▶ [Text to read]

Note that all non-entity words/tokens will be tagged with 'O', for other.

Consider the following sentence:

On Sunday the United Nations condemned Kim Jong-Un and North Korea for continued Nuclear weapons testing.

There are 4 different entities mentioned within it - a day/time, an organization, a specific person, and a nation. Here's what the tagged version of the sentence would look like:

On SundayTim the United NationsOrg condemned Kim Jong-UnPer and North KoreaNat for continued Nuclear weapons testing.

Or, in a tabular representation:

Index Word Tag
0 On O
1 Sunday TIM
2 the O
3 United B-ORG
4 Nations I-ORG
5 condemned O
... ... ...

The Data

We'll use a corpus of documents, also drawn from the GMB, to train and evaluate our model. Specifically, we'll use a small sample of about 6,000 unique sentences.

Here's a link to the dataset.

As with many NLP tasks, we will be working with sequence data. We consider sentences to be a sequence in which each word's meaning is dependent on both the other words in the sentence and the order in which they appear.

In this post, we'll assume sentences to be a special type of sequence - one that results from a type of Markov Process called a Markov Chain.

Markov Process

What is a Markov Process? It's a process that generates a sequence in which each element in the sequence is the result of a conditional probability distribution, conditioned on the state of the sequence at that position.

Here's a more formal description:

  • Consider a sequence of elements $y$
  • The element (AKA emission) $y_i$ at the $i$th position is a random variable that takes the conditional distribution parameterized on state $x_i$ (AKA emission probability): $$y_i \sim P( y \mid x_i )$$
  • The state $x_i$ at the $i$th position is a random variable takes a conditional distribution parameterized on the previous state: $$x_i \sim P( x \mid x_{i-1} )$$

A Markov chain is simply a Markov Process in which the state space is discrete.

We'll consider Sentences to be the result of a Markov Chain in which the states are entity tags. Let's modify the description above to demonstrate:

  • Consider a sequence of words $w$
  • The word $w_i$ at the $i$th position is a random variable that takes the conditional distribution parameterized on the entity tag $x_i$: $$w_i \sim P( w \mid x_i )$$
  • The entity tag $x_i$ at the $i$th position is a random variable that takes a conditional distribution parameterized on the previous tag: $$x_i \sim P( x \mid x_{i-1} )$$

Note that at each position $i$, both the word $w_i$ and the future tag $x_{i+1}$ depend only on the current tag $x_i$. Thus, at any position, future predictions are independent of the past history of the sequence. This is an important assumption for a Markov Process.

One can make the case that this is assumption is flawed in the context of language, and claim that semantic meaning cannot be accurately modeled by a Markov Process. However, that discussion is outside the context of this post. So we'll just roll with it :)

This assumption enables us to use a Hidden Markov Model (HMM) to solve the problem. HMMs are commonly used in sequential text classification tasks, such as POS tagging.

▶ [What you should do]
In the entity-tagging text above, which entities does the example sentence about the United Nations contain, and what kind is each one?

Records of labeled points

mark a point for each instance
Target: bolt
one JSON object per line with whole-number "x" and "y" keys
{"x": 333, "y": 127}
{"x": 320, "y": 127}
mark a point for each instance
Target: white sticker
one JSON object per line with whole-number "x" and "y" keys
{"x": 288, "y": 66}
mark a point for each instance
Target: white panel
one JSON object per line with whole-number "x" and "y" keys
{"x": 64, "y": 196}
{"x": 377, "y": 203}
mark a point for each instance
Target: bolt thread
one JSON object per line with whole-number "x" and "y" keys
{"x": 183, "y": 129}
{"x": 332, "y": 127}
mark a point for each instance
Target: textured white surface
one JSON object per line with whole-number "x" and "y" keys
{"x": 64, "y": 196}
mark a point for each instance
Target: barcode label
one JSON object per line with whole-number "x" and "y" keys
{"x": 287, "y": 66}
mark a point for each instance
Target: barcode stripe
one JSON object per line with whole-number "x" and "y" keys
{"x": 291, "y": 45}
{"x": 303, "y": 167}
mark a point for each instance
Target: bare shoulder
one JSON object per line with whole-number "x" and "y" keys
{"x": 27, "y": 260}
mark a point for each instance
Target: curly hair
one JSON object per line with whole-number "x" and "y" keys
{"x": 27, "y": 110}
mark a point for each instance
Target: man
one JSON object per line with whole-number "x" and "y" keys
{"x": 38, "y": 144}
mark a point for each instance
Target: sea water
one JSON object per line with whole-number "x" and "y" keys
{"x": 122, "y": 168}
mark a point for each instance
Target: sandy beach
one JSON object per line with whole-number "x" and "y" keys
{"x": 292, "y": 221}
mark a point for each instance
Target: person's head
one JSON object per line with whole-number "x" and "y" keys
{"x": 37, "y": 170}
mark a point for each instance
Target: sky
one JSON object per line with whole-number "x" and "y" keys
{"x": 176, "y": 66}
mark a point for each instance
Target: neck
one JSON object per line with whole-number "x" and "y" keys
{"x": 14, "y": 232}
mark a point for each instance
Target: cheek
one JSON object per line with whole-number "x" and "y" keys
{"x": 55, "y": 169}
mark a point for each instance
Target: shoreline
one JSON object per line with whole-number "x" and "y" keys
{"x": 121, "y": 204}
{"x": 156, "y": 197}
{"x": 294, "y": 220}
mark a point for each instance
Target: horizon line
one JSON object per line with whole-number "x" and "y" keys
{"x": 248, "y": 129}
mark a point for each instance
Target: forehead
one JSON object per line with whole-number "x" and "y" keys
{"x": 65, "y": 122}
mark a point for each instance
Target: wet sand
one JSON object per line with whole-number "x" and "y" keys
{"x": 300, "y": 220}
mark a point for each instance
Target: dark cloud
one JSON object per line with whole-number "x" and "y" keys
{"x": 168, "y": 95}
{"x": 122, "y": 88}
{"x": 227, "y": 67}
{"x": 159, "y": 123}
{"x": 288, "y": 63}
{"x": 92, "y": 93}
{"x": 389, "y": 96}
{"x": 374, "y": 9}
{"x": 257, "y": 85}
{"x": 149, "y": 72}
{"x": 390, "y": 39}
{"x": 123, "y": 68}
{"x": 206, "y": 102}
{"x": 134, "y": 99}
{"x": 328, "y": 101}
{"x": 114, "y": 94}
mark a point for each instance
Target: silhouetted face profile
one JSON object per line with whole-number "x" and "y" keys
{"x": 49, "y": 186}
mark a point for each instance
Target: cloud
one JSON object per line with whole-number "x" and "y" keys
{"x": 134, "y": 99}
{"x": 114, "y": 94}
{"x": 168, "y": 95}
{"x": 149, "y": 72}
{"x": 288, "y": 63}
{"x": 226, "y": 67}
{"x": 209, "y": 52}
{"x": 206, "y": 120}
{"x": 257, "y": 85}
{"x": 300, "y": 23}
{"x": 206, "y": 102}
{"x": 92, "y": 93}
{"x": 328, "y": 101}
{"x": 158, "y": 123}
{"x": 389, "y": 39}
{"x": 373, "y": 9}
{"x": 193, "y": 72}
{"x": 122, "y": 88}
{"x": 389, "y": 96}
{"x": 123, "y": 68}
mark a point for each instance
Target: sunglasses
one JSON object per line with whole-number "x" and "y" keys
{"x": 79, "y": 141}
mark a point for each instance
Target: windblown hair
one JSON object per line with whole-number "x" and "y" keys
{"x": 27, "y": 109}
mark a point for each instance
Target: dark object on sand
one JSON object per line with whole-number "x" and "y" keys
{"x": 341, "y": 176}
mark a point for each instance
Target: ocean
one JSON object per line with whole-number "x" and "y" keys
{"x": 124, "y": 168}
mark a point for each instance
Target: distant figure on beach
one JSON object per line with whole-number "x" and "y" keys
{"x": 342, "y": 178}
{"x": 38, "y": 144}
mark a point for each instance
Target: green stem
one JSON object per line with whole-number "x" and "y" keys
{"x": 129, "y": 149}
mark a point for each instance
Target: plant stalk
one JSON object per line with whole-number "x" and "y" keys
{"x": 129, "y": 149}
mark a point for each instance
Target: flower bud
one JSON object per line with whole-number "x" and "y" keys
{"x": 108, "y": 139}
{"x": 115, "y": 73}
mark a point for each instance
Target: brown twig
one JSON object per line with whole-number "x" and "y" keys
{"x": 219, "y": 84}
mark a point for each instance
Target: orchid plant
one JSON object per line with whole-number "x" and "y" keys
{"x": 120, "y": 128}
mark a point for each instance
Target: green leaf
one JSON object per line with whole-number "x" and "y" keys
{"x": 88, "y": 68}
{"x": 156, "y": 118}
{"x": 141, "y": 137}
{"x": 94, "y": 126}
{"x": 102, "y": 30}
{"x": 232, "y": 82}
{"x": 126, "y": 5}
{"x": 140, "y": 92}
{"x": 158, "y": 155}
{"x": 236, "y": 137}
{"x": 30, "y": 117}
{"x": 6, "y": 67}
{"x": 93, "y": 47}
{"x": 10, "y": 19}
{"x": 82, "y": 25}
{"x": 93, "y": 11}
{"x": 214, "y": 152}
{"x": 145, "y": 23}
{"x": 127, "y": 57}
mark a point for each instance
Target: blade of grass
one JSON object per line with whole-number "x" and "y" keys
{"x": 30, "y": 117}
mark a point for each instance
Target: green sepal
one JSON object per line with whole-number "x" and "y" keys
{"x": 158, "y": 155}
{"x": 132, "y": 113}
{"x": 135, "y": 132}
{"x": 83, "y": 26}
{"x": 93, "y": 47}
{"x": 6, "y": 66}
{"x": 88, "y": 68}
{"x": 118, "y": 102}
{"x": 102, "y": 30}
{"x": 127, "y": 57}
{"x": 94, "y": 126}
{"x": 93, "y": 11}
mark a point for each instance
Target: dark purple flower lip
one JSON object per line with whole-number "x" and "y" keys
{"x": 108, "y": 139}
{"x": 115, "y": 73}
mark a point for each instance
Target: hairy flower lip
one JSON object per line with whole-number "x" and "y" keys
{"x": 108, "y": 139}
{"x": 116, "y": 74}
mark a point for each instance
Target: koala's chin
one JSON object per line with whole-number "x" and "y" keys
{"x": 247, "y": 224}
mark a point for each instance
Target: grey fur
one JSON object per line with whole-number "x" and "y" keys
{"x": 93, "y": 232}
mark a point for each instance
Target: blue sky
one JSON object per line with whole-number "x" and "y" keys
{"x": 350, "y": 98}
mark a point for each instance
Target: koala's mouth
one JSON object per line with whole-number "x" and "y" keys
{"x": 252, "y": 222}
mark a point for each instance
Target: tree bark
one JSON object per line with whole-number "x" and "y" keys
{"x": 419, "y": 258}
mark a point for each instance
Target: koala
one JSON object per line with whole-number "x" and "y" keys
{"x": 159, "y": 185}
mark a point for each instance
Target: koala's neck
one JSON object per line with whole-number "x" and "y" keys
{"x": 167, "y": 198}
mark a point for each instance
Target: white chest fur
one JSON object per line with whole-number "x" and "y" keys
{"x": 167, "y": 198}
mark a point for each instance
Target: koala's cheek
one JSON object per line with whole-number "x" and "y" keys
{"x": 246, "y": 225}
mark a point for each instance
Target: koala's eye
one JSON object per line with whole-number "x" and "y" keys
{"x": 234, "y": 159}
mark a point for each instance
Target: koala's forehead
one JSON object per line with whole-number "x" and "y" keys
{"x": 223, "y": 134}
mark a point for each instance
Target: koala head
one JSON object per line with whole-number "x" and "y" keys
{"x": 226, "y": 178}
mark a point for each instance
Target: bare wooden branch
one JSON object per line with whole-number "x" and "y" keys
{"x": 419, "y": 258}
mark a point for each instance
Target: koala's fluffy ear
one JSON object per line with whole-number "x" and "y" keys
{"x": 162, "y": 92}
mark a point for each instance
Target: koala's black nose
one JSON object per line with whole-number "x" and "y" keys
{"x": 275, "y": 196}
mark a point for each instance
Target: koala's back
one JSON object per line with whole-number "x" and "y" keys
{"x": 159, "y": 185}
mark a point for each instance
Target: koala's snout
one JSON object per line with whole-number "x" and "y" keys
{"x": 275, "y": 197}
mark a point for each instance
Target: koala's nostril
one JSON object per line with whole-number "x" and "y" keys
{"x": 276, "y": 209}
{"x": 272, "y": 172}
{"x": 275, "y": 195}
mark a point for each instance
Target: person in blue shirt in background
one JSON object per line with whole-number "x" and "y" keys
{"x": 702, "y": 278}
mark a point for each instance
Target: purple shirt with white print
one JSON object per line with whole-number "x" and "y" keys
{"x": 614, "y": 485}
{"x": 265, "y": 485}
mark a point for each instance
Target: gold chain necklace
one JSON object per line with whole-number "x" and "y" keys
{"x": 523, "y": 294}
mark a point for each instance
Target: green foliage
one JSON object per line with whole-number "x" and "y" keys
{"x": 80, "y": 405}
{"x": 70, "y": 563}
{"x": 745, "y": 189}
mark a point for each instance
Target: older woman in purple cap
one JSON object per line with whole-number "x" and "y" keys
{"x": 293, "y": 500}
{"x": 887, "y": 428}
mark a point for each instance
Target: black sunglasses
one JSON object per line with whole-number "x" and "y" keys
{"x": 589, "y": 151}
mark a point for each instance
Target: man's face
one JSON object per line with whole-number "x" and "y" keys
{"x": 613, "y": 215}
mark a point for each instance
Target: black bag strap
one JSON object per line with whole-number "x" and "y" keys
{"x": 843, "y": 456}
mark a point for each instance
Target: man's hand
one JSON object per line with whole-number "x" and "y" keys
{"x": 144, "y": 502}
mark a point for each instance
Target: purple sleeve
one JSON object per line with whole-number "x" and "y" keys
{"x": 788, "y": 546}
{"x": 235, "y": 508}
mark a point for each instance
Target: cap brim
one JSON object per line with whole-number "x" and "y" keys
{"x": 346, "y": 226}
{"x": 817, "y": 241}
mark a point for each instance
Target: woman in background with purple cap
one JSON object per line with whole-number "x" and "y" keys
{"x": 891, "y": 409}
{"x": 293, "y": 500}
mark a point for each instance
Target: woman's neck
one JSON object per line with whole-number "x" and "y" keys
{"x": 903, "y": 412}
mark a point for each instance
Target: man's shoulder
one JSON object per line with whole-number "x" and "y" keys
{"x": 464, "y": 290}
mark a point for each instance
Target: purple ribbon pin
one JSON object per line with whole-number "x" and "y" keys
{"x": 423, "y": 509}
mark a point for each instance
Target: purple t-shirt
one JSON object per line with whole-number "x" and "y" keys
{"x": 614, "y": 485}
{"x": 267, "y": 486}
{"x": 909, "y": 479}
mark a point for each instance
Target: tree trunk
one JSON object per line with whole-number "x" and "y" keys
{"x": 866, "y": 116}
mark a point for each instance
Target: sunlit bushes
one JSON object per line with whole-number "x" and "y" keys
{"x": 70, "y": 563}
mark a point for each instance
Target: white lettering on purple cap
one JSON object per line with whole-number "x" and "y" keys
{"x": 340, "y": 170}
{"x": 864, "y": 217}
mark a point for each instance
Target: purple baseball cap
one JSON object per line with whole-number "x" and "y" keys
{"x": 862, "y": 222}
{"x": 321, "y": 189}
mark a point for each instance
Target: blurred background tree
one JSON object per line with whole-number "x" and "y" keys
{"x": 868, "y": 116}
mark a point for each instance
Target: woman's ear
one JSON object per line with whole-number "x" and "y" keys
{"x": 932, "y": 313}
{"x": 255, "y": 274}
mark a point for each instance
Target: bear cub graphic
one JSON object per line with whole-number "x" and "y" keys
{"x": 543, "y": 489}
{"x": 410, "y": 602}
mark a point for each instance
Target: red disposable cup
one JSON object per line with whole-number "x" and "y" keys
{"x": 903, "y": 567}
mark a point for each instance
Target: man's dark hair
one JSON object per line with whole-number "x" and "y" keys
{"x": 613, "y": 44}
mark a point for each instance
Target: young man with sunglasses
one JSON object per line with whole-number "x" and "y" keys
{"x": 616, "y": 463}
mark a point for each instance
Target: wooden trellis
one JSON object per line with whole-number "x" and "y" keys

▶ [Answer for this exercise]
- Sunday: a day/time
- United Nations: an organization
- Kim Jong-Un: a specific person
- North Korea: a nation